● SUPPLIED TEXT:
----------
Tuesday 9 February 2016

International prize for Arabic fiction shortlist reveals 'tragedy of present-day Middle East'

From a Syrian novel about Islamic State’s occupation of Raqqa to an Egyptian dystopian thriller, six books that “address the tragedy of the present-day Middle East” have been shortlisted for the International prize for Arabic fiction.
Worth $60,000 (£41,000) to the winner, the annual award for prose fiction in Arabic is intended to “increase the international reach” of Arabic fiction, with previous winners including Bahaa Taher and Abdo Khal all going on to be translated into English.
This year, Syrian writer Shahla Ujayli makes the shortlist for A Sky Close to Our House, in which a Syrian woman looks back on her country’s past from her exile in Amman in Jordan, after Isis occupies her hometown of Raqqa. “I was inspired to write it by the difficult circumstances which my country Syria is going through at this point in its history,” Ujayli told prize organisers.
“These have had a negative effect on Arabic life in general, with the rise in violence, terrorism, poverty and deprivation, and I was affected by all that on a personal level. My house in the city of Raqqa seemed suddenly very distant, since visiting it was all but impossible because of the war, and political and ethnic conflict. I wanted to bring that place back to life, by describing what was happening in the world and the history of the Middle East through its most significant events, offering a fictional vision of the relationships between ordinary individuals.”
----------
● MATERIAL SHOWN:
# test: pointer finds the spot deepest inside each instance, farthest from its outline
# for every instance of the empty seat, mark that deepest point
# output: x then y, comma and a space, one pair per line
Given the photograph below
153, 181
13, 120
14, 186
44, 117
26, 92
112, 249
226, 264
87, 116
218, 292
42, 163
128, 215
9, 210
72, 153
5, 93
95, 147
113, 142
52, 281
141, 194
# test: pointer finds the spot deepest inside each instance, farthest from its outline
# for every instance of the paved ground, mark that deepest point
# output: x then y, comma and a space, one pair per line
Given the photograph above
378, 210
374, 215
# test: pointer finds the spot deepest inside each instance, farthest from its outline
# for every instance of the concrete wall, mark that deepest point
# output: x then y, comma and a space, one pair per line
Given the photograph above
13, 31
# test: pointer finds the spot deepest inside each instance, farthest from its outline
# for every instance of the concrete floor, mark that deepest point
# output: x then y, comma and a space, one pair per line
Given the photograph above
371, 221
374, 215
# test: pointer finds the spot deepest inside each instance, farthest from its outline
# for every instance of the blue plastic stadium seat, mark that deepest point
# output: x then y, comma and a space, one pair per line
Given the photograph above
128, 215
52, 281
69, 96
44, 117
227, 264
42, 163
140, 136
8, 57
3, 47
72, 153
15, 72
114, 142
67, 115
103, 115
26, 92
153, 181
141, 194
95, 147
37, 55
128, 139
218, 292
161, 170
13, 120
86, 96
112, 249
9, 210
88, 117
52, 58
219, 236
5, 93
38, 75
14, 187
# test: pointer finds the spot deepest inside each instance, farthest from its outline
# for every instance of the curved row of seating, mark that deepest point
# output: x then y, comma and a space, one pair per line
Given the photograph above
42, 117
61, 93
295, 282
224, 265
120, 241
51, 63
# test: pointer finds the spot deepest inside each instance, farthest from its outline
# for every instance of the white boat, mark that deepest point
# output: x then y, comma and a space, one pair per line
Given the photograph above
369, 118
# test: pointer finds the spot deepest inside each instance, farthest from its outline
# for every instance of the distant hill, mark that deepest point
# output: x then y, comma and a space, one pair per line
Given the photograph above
----------
● AIM OF THE EXERCISE:
Write the next part of the article on the Arabic fiction prize shortlist, picking up after its last paragraph. The records play no part in what comes next.

● TASK RESPONSE:
Two Palestinian writers are shortlisted for this year’s prize. Rabai al-Madhounwas picked for Destinies, a novel written in four parts looking at the Palestinian exodus from Israel in 1948, the holocaust, and the Palestinian right to return, andMahmoud Shukair for Praise for the Women of the Family, a history of the Al-Abd al-Lat clan’s women, after they leave the desert and its Bedouin customs behind.
Egyptian Mohamed Rabie is shortlisted for Mercury, in which the novelist imagines an Egypt occupied by a mysterious power a decade after the police are defeated in Cairo on 28 January 2011.
The shortlist is completed with Lebanese writer George Yaraq’s The Guard of the Dead, in which a hospital undertaker dreads his past as a sniper during the Lebanese civil war coming out, and Moroccan Tareq Bakari’s debut, Numedia, about a Moroccan orphan and his relationships.
Emirati poet and academic Amina Thiban, chair of the judges, said the list “features a number of experimental works, which try out new ground as they explore the experiences of the individual and the larger concerns of the Arab world.
“The shortlisted novels are characterised by their innovative narrative forms and styles, which both question the heritage of the Arabic novel and address the tragedy of the present-day Middle East.”